PROBLEMS TO WORK ON -
a - In the fertilizer post, rewrite the paragraph beginning "Feather meal...depends." as a short bulleted list that keeps its main facts.
b - From the fertilizer post, extract the passage starting with "So it'll start" and going on through "a visible effect.", copied word for word.

EXTRACTED TEXT Block Start

Post by MorpheusPA » March 29th, 2024, 11:09 am

Blood meal is another source of protein (yes, hemoglobin, the primary source of nitrogen here, is a protein*), it's just a much faster to decay protein that most; the bell curve on this one is tilted sharply toward the front, but it's a common source of misinformation that it's immediately available. Unlike, say, ammoniacal nitrogen, it does take a little time.

So it'll start being available within about 2 days, with all of it within 2 weeks, assuming a tolerable soil biology, which even an indoor container should have (more fundamentalist gardeners will dispute this; they're wrong, I use it, works fine, proof is in the blood pudding).

It keeps feeding for around six weeks at reducing levels.

The soy's bell curve is three weeks to three months, at reducing levels.

Feather meal...depends. This does not say hydrolyzed. Hydrolyzed feather meal is about a month to a year, at reducing levels; feather meal is slow stuff. Unhydrolyzed, off the chicken, it's much, much slower. How slow depends on soil moisture, temperature.... I'd count on this more as a long, sustaining, very slow feed product that will never produce a visible effect.


* Weight around 65K g/mol, 812 molecules of bound N, or about 11.5K g/mol N, for 17.5% N by weight; other items in the mix reduce this to around 12% N overall for the blood meal.

EXTRACTED TEXT Block End
DATA UNDER STUDY Block Start

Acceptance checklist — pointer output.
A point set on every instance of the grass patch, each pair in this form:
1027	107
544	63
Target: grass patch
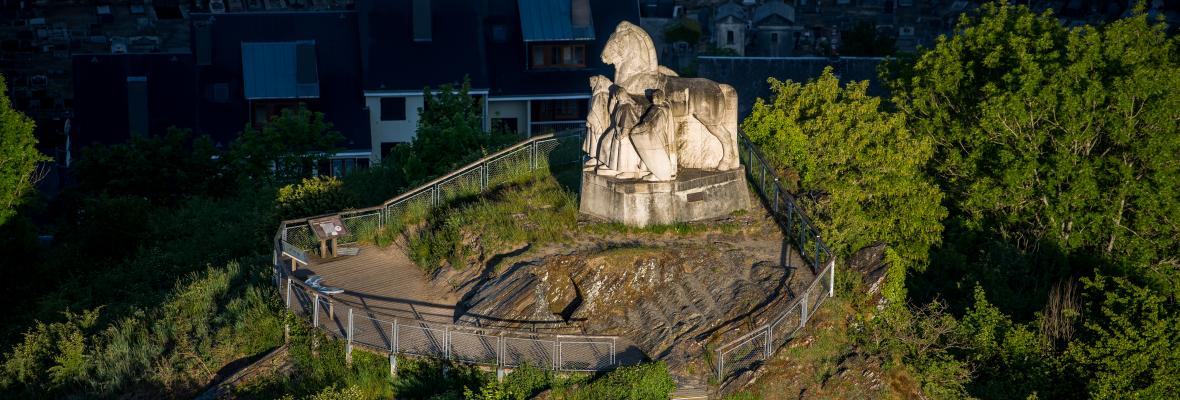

DATA UNDER STUDY Block End

LIST OF SOLUTIONS -
a -
- The product is not labeled as hydrolyzed.
- Hydrolyzed feather meal releases nitrogen over about a month to a year, at reducing levels.
- Unhydrolyzed feather meal is much, much slower.
- How slow it is depends on soil moisture and temperature.
- It is best treated as a long, sustaining, very slow feed that will never produce a visible effect.

b -
So it'll start being available within about 2 days, with all of it within 2 weeks, assuming a tolerable soil biology, which even an indoor container should have (more fundamentalist gardeners will dispute this; they're wrong, I use it, works fine, proof is in the blood pudding).

It keeps feeding for around six weeks at reducing levels.

The soy's bell curve is three weeks to three months, at reducing levels.

Feather meal...depends. This does not say hydrolyzed. Hydrolyzed feather meal is about a month to a year, at reducing levels; feather meal is slow stuff. Unhydrolyzed, off the chicken, it's much, much slower. How slow depends on soil moisture, temperature.... I'd count on this more as a long, sustaining, very slow feed product that will never produce a visible effect.